The Academia Montis Regalis Foundation is a Piedmontese institution that has been actively promoting Early Music for years. In 1994, it started a Baroque and classical music orchestra with the goal of presenting a repertoire from the seventeenth and eighteenth centuries according to historical criteria and by using original instruments.

To this end, the Foundation established Academia Montis Regalis, which was conducted since the beginning by the most important Early Music specialists on the international level: Ton Koopman, Jordi Savall, Christopher Hogwood, Reinhardt Goebel, Monica Huggett, Luigi Mangiocavallo, Enrico Gatti and Alessandro De Marchi, to mention but a few.

During the following years, the Orchestra started an important association with the French label OPUS 111 and was invited by Turin’s Unione Musicale to participate in producing the Altro Suono festival, entirely dedicated to Early Music.

These partnerships gave the Orchestra prestige and visibility, which contributed to making it one of the most well-respected professional ensembles in Italy and abroad, with regular appearances in some of the most important concert events and festivals, such as: the Accademia Nazionale di Santa Cecilia in Rome; the Amici della Musica in Perugia, Florence and Padua; the Mi.To Settembre Musica festival in Turin; the Théâtre de l'Opera in Lille; the Théâtre Municipal in Lausanne; the Montreux Festival; the Théâtre Poissy; the Théâtre des Champs-Elysées in Paris; the Early Music Festival in Lyon; the Vancouver Festival, the Halle Festival and the Innsbruck Festival; and Turin’s Teatro Regio. The Orchestra also won many international awards for its recordings, such as the Diapason d’Or, the Choque du Monde de la Musique, and the Gramophone Choice.

For the past few years, Academia Montis Regalis has appointed Alessandro De Marchi as its conductor. De Marchi is a successful Italian conductor, with whom the orchestra has worked on an important recording project called Vivaldi Edition, which aims to record all of the manuscripts by Vivaldi held in Turin’s National Library. The first CD in the collection by Academia Montis Regalis, Juditha Triumphans, was a great international success; four more recordings followed, amongst which the Orlando Finto Pazzo opera and a series of concerts for violin and strings with Enrico Onofri.

The orchestra also recorded three Roman School oratorios from the early eighteenth century: Haendel’s The Triumph of Time and Truth, Alessandro Stradella’s San Giovanni Battista, and Alessandro Scarlatti’s Davidis Pugna et Victoria.

→ PROMPT:
Return the passage of the Academia Montis Regalis text between "To this end, the" and "mention but a few.", inclusive, copied word for word. The records that come next were taken from a separate source.

→ STORED DATA:
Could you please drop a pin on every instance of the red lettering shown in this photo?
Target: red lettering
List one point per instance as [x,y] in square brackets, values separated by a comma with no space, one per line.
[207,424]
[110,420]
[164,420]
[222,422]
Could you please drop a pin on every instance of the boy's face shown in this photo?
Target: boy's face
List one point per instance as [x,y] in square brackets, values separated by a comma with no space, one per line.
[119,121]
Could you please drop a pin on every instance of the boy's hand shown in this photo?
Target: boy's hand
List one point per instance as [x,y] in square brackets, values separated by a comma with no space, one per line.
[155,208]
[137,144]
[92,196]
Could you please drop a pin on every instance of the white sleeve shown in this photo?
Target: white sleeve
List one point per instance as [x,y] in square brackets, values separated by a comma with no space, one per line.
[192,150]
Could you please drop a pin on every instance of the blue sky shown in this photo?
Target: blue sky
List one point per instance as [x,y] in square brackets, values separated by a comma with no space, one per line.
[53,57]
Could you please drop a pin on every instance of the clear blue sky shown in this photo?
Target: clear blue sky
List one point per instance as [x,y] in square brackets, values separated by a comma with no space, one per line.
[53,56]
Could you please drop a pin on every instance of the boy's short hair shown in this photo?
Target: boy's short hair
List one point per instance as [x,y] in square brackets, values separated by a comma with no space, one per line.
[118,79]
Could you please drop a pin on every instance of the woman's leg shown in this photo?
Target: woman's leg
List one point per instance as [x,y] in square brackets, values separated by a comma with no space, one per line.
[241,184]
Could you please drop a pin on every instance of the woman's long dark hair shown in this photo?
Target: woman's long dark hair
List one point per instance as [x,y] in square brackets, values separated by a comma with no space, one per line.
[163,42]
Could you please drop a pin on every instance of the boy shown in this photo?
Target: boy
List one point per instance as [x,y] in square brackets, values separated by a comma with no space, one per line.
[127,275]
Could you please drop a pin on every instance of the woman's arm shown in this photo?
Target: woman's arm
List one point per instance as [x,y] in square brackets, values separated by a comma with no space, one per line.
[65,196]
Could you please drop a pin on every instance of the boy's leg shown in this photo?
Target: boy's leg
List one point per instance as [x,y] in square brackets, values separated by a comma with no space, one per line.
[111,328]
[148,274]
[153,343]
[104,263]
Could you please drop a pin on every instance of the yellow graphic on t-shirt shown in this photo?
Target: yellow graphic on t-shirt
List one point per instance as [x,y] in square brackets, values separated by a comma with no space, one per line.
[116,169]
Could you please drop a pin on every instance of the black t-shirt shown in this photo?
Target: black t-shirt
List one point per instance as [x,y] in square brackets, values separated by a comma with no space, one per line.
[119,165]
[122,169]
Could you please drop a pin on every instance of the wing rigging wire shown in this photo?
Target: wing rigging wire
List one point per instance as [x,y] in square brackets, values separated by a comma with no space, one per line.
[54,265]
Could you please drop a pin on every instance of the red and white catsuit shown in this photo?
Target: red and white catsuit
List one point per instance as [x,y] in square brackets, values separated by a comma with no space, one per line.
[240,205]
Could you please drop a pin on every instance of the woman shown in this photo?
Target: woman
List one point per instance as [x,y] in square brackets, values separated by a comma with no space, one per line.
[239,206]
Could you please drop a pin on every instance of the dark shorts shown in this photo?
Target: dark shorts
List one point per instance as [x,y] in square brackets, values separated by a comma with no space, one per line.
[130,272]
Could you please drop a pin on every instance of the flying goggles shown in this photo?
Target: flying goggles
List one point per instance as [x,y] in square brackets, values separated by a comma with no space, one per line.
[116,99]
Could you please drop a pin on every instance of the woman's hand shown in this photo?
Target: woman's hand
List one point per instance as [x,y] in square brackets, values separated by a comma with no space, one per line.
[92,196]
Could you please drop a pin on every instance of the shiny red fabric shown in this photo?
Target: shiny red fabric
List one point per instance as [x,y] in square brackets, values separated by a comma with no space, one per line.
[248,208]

→ EXPECTED ANSWER:
To this end, the Foundation established Academia Montis Regalis, which was conducted since the beginning by the most important Early Music specialists on the international level: Ton Koopman, Jordi Savall, Christopher Hogwood, Reinhardt Goebel, Monica Huggett, Luigi Mangiocavallo, Enrico Gatti and Alessandro De Marchi, to mention but a few.